***** Provided data

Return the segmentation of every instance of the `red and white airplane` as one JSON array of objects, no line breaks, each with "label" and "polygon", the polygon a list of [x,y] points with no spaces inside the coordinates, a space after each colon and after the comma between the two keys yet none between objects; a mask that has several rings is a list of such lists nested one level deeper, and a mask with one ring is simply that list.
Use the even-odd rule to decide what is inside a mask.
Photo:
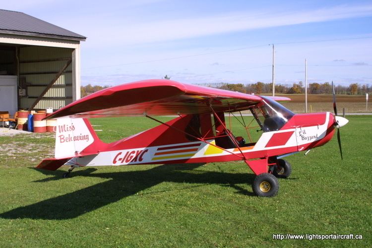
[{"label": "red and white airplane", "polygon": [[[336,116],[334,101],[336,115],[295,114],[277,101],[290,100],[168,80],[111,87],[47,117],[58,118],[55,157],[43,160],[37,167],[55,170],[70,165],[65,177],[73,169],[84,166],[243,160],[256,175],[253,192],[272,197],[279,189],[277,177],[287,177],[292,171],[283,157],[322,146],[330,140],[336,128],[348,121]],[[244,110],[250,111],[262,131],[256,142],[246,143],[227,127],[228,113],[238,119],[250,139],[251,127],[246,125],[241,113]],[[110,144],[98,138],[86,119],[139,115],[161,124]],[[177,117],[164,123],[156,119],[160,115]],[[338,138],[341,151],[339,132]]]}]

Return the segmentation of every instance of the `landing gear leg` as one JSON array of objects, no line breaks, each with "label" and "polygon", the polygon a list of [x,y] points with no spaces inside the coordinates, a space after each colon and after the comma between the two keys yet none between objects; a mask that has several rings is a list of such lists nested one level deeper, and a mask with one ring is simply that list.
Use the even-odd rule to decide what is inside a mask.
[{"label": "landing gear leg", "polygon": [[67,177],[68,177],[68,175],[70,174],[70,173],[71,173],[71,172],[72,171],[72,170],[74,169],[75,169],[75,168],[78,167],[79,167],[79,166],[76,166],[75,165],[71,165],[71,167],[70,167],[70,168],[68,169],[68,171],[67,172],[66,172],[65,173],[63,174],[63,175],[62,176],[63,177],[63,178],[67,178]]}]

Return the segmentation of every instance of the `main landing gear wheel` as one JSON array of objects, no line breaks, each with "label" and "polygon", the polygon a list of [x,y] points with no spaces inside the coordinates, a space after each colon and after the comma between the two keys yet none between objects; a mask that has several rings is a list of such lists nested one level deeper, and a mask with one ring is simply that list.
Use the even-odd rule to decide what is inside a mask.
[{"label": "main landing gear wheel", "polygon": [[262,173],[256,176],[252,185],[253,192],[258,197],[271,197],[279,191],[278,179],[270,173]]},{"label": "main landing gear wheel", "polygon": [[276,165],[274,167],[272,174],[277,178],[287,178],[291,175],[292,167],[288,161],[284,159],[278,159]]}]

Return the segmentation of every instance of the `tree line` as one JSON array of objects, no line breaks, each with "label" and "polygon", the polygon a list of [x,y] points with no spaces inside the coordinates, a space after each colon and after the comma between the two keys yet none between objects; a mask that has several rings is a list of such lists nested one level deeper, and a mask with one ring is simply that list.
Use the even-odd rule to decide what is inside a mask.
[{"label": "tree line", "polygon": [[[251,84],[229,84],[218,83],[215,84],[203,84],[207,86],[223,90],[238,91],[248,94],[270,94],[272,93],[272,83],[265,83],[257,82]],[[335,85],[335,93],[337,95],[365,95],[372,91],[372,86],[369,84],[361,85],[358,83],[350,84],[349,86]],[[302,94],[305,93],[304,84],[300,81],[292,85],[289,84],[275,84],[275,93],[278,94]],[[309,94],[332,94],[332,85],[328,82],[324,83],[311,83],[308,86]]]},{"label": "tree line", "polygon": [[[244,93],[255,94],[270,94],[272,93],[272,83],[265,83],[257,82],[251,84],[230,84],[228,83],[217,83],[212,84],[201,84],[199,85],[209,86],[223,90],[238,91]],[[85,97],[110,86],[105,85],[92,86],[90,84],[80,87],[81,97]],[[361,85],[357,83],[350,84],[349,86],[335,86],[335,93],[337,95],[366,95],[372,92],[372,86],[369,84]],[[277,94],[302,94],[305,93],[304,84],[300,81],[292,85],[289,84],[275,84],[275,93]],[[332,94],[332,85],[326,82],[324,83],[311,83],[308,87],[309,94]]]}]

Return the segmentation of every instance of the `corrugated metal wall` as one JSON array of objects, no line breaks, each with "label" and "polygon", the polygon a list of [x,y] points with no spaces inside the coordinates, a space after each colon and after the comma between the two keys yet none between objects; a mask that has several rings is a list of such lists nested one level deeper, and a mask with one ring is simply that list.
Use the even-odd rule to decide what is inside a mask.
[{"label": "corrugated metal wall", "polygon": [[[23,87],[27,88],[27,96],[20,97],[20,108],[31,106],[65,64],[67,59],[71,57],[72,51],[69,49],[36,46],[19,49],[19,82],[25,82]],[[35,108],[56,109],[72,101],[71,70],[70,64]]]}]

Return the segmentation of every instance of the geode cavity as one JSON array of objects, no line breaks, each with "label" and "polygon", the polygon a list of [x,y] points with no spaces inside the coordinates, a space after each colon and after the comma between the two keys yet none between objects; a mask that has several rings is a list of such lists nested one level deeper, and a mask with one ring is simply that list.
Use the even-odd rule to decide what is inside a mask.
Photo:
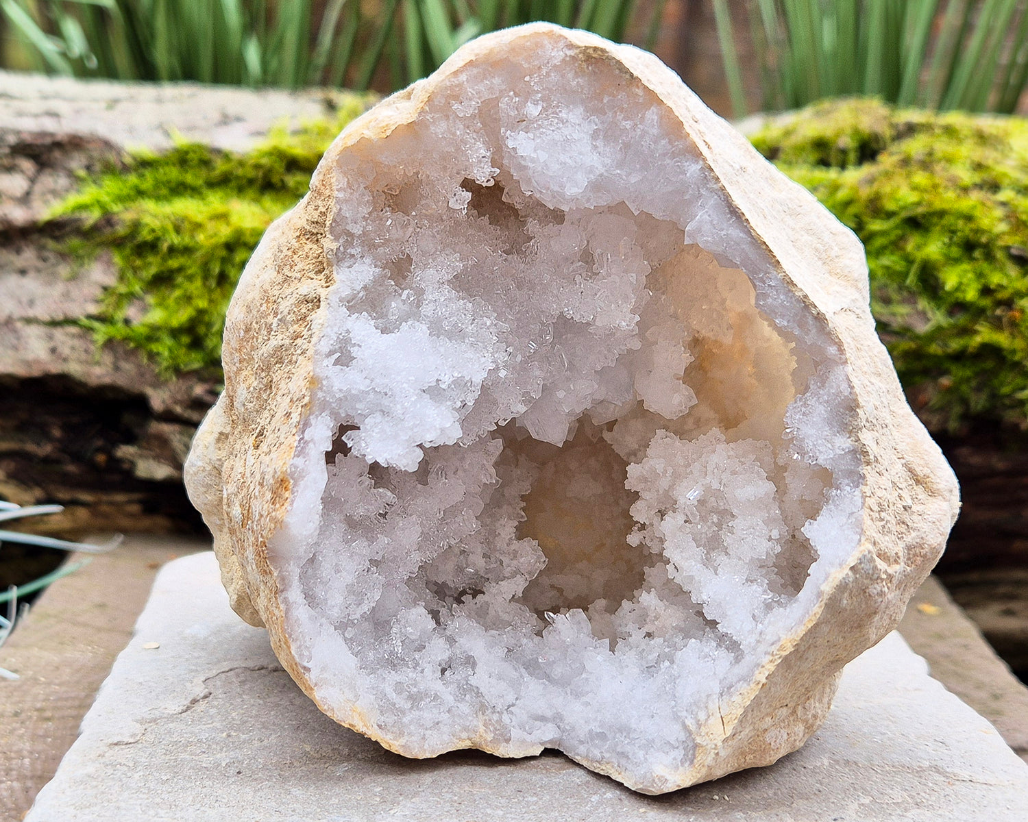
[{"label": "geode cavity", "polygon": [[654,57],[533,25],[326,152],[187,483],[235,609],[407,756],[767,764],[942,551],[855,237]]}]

**********

Copy the material shown above in full and exactly. Skip the pictures.

#### Written answer:
Return the segmentation of every instance of the `red and white airplane` as one JSON array of objects, no line breaks, each with "label" and "polygon", the polygon a list of [x,y] points with no spaces inside the coordinates, a space after each colon and after the comma between the two keys yet none between objects; a mask that has several rings is a list of such lists nested one level deeper, and a mask with one ring is simply that list.
Use the even-odd rule to decide what is inside a mask.
Photo:
[{"label": "red and white airplane", "polygon": [[[336,116],[334,101],[336,115],[295,114],[277,101],[290,100],[168,80],[111,87],[47,117],[58,118],[55,157],[43,160],[37,167],[55,170],[70,165],[65,177],[73,169],[84,166],[243,160],[256,175],[253,192],[272,197],[279,189],[277,177],[287,177],[292,171],[283,157],[322,146],[330,140],[336,128],[348,121]],[[244,110],[250,111],[262,131],[256,142],[246,143],[227,127],[228,113],[238,119],[250,139],[251,127],[246,125],[241,113]],[[110,144],[98,138],[86,119],[139,115],[161,124]],[[177,117],[164,123],[156,119],[160,115]],[[338,138],[341,151],[339,132]]]}]

Return the segmentation of every instance of the `landing gear leg` as one JSON array of objects, no line breaks, each with "label" and "polygon", the polygon a list of [x,y] points with no spaces inside the coordinates, a space after each colon and after the comma between the two keys yet none between objects; a mask that has several rings is a list of such lists nested one level deeper, and a mask with one ring is simply that list.
Use the even-odd rule to decide what is inside a mask.
[{"label": "landing gear leg", "polygon": [[67,177],[68,177],[68,175],[70,174],[70,173],[71,173],[71,172],[72,171],[72,170],[74,169],[75,169],[75,168],[78,167],[79,167],[79,166],[76,166],[75,165],[71,165],[71,167],[70,167],[70,168],[68,169],[68,171],[67,172],[66,172],[65,173],[63,174],[63,175],[62,176],[63,177],[63,178],[67,178]]}]

Return the segmentation of every instance of the `main landing gear wheel` as one JSON array of objects, no line breaks, each with "label" and "polygon", the polygon a list of [x,y] points with no spaces inside the coordinates, a space after each colon and after the comma between the two keys yet none between objects; a mask that has several rings is a list of such lists nested one level deeper, and a mask with one ring is simply that list.
Use the even-odd rule to decide what is inside a mask.
[{"label": "main landing gear wheel", "polygon": [[262,173],[256,176],[252,185],[253,192],[258,197],[271,197],[279,191],[278,179],[270,173]]},{"label": "main landing gear wheel", "polygon": [[276,165],[274,167],[272,174],[277,178],[287,178],[291,175],[292,167],[288,161],[284,159],[278,159]]}]

Return the segmentation of every instance of the `tree line` as one JSON array of objects, no line breaks, each with "label" and "polygon", the polygon a list of [x,y] points with no spaces inside the coordinates, a space after each colon and after the comma between the two keys yet none between objects; a mask that has several rings is a list of such lists nested one level deeper, and a mask with one ring is simply that list.
Use the even-odd rule to decide what is inside a mask.
[{"label": "tree line", "polygon": [[[251,84],[229,84],[218,83],[215,84],[203,84],[207,86],[223,90],[238,91],[248,94],[270,94],[272,93],[272,83],[265,83],[257,82]],[[335,85],[335,93],[337,95],[365,95],[372,91],[372,86],[369,84],[361,85],[358,83],[350,84],[349,86]],[[302,94],[305,93],[304,84],[300,81],[292,85],[289,84],[275,84],[275,93],[278,94]],[[309,94],[332,94],[332,85],[328,82],[324,83],[311,83],[308,86]]]},{"label": "tree line", "polygon": [[[244,93],[255,94],[270,94],[272,93],[272,83],[265,83],[257,82],[251,84],[230,84],[228,83],[217,83],[212,84],[201,84],[199,85],[209,86],[223,90],[238,91]],[[85,97],[110,86],[105,85],[92,86],[90,84],[80,87],[81,97]],[[361,85],[357,83],[350,84],[349,86],[335,86],[335,93],[337,95],[366,95],[372,92],[372,86],[369,84]],[[277,94],[302,94],[305,93],[304,84],[300,81],[292,85],[289,84],[275,84],[275,93]],[[332,94],[332,85],[326,82],[324,83],[311,83],[308,87],[309,94]]]}]

Return the segmentation of every instance of the `corrugated metal wall` as one JSON array of objects, no line breaks, each with "label" and "polygon", the polygon a list of [x,y] points with no spaces inside the coordinates, a space after each colon and after the comma between the two keys yet none between objects; a mask that has several rings is a list of such lists nested one level deeper, and a mask with one ring is simply that list.
Use the even-odd rule to decide what is inside a mask.
[{"label": "corrugated metal wall", "polygon": [[[23,87],[27,88],[27,96],[20,97],[20,108],[31,106],[65,64],[67,59],[71,57],[72,51],[69,49],[36,46],[19,49],[19,82],[25,82]],[[35,108],[56,109],[72,101],[71,70],[70,64]]]}]

Return the segmentation of every instance of the geode cavity as one JSON array of objects, no line breaks, each with "label" and "polygon", the polygon a list of [x,y] points with no spaces inside the coordinates, a space after each colon and after the comma between the two keys yet none between objects; a mask that has several rings is a list of such lists nested one level deeper, and a mask with one ring is simply that list.
Use the even-odd rule to decide what is inside a mask.
Photo:
[{"label": "geode cavity", "polygon": [[654,57],[533,25],[326,152],[187,483],[235,609],[407,756],[767,764],[942,551],[855,237]]}]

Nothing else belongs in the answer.